start

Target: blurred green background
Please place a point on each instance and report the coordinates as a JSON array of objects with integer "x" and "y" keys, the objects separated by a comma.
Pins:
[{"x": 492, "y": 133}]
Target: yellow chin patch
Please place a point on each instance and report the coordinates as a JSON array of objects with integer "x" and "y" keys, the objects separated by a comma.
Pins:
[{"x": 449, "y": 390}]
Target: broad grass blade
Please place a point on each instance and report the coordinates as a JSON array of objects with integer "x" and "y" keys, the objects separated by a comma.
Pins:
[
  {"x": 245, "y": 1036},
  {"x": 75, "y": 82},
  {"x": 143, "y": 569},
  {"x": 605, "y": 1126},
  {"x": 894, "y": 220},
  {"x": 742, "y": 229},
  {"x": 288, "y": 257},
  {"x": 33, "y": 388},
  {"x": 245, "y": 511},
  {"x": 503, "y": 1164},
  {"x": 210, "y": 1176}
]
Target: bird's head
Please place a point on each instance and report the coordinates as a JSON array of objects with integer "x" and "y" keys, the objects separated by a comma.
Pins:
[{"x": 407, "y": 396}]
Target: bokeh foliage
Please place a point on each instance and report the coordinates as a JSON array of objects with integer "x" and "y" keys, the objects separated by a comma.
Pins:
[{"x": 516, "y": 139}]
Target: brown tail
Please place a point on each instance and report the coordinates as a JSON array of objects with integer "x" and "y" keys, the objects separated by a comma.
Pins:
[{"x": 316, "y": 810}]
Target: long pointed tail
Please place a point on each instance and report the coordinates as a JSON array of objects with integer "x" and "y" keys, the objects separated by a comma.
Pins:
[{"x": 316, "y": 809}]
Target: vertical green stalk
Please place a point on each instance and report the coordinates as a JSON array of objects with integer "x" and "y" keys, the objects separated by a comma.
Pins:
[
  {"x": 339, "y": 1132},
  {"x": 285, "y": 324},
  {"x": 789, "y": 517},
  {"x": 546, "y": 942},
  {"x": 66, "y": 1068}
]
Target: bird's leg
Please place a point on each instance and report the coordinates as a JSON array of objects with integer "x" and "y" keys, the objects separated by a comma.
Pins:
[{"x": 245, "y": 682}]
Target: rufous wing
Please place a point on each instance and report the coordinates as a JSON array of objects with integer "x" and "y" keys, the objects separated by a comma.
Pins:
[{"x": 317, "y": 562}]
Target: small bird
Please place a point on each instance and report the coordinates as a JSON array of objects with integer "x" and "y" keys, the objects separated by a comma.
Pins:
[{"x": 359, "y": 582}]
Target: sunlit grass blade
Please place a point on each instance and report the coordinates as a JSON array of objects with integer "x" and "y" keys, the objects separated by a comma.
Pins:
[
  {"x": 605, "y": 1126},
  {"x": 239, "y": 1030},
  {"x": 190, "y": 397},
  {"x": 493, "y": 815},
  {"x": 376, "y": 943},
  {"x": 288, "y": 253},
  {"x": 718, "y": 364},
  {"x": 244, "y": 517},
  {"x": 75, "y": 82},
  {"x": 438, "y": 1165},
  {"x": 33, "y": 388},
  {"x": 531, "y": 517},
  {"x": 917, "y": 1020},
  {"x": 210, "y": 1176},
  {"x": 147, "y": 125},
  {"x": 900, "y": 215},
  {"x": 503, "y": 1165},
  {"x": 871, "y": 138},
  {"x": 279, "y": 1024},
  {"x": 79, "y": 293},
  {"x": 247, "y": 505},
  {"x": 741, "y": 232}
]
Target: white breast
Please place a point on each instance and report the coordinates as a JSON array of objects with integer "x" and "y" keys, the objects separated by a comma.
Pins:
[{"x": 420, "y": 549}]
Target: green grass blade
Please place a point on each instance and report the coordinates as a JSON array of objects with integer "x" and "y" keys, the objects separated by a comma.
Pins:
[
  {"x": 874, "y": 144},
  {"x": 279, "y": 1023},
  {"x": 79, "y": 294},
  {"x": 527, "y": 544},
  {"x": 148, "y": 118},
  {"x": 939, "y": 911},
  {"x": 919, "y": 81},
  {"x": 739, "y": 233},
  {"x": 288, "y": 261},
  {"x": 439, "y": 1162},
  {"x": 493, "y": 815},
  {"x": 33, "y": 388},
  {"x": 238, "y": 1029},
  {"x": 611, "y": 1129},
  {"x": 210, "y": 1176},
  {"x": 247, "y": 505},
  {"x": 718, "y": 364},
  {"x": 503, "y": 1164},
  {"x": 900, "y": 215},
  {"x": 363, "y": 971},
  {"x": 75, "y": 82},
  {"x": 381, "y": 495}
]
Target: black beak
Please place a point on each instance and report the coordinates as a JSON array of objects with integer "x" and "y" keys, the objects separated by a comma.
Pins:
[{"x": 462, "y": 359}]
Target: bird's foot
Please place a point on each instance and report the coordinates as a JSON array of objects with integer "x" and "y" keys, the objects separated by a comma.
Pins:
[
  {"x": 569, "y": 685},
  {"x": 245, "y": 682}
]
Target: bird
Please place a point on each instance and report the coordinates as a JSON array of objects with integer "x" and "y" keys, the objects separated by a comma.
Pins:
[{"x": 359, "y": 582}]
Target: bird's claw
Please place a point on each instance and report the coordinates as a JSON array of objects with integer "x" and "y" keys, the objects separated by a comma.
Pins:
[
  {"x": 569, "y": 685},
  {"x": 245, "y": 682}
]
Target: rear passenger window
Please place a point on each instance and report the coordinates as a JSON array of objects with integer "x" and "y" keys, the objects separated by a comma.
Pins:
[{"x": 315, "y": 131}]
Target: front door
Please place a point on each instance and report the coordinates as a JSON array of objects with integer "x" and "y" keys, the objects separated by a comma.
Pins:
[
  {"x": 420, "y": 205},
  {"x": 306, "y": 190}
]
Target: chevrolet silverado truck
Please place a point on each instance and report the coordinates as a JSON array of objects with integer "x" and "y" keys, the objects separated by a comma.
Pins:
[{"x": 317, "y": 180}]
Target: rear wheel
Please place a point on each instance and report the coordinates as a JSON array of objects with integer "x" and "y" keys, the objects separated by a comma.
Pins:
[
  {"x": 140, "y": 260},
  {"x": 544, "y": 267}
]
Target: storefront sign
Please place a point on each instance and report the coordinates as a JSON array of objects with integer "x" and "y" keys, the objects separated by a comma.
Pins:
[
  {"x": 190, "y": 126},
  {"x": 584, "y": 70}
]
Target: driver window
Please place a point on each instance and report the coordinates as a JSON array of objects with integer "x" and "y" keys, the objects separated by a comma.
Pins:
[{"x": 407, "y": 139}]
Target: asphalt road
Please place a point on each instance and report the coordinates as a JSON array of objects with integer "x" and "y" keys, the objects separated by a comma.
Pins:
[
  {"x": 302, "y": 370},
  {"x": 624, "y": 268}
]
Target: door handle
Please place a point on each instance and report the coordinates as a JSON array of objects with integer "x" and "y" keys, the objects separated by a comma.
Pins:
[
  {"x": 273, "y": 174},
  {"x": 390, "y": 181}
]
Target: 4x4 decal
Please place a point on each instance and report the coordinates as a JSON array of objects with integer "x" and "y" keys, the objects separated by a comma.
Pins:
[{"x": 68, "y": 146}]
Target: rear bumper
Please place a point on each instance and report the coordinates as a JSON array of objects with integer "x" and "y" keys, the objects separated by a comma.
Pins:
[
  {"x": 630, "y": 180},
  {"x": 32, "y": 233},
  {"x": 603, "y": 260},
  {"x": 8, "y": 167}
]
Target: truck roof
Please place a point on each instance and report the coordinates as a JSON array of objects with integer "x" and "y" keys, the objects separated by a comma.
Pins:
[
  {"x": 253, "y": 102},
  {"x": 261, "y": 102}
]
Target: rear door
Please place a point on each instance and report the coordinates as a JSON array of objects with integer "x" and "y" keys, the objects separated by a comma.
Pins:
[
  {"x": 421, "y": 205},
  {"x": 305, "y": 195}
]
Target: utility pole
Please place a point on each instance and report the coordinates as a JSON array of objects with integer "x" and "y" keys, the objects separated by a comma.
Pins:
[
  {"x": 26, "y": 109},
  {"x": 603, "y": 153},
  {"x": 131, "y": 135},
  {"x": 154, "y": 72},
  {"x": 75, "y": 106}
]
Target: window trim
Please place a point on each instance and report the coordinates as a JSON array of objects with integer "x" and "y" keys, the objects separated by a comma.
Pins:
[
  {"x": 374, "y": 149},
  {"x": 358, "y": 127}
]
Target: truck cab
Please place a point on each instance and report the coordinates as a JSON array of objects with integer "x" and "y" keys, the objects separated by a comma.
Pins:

end

> **Task description**: Starting at the line containing "Target: window trim" and continuing through the end of the records, change "Pins" to "Markers". Return only those lines, with everything else left as it is.

> **Right answer**:
Target: window trim
Please place a point on each instance and report the coordinates as a JSON array of objects with integer "x" and "y" keys, the objects separated by a comma.
Markers:
[
  {"x": 374, "y": 149},
  {"x": 358, "y": 127}
]
Target: truck cab
Please place a point on each instance and report the coordinates as a JSON array of objects with integer "x" and "y" keys, the objects separated by a comma.
Markers:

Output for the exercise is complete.